(Stored dataset items)
* * * * *

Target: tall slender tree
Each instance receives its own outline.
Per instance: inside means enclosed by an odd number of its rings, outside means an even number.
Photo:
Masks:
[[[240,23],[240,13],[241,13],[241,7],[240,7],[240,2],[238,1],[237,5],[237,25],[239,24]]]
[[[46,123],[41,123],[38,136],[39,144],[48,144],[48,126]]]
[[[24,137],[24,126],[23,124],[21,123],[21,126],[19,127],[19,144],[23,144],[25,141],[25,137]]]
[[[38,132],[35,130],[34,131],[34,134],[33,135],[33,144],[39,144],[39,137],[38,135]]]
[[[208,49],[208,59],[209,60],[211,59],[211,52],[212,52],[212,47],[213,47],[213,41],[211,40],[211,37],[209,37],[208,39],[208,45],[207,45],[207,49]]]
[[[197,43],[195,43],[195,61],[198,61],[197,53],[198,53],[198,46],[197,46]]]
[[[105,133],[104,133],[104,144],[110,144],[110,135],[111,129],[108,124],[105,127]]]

* * * * *

YOUR INSTRUCTIONS. Rewrite every one of the entries above in full, including the requests, and shift each coordinate in the answer outlines by -54.

RESULT OF THIS TASK.
Target: tall slender tree
Each instance receives its own outline.
Per instance: inside means enclosed by an odd number of its rings, outside means an even number.
Photo:
Masks:
[[[186,-31],[186,-41],[187,-41],[187,-47],[186,-47],[186,-52],[184,-53],[183,-49],[183,-29],[185,-30]]]
[[[-8,69],[-13,69],[-16,82],[-15,90],[-6,90],[-6,72]]]
[[[-30,83],[-30,72],[-31,70],[-33,69],[-33,72],[-35,73],[-35,90],[-31,90],[-29,87],[-29,83]]]
[[[-16,78],[-19,76],[-20,77],[-20,80],[-21,81],[-21,90],[-15,90],[-15,83],[-16,81]]]
[[[154,-5],[154,5],[155,6],[157,5],[157,-2],[158,-2],[158,-7],[159,-7],[159,-13],[157,-14],[157,-17],[155,-17],[154,-15],[154,-9],[153,-9],[153,-5]]]
[[[143,-11],[141,-11],[141,7],[144,7],[143,-1],[144,-1],[144,-8],[143,-8]]]
[[[51,79],[50,79],[50,90],[56,90],[56,81],[57,75],[54,70],[51,73]]]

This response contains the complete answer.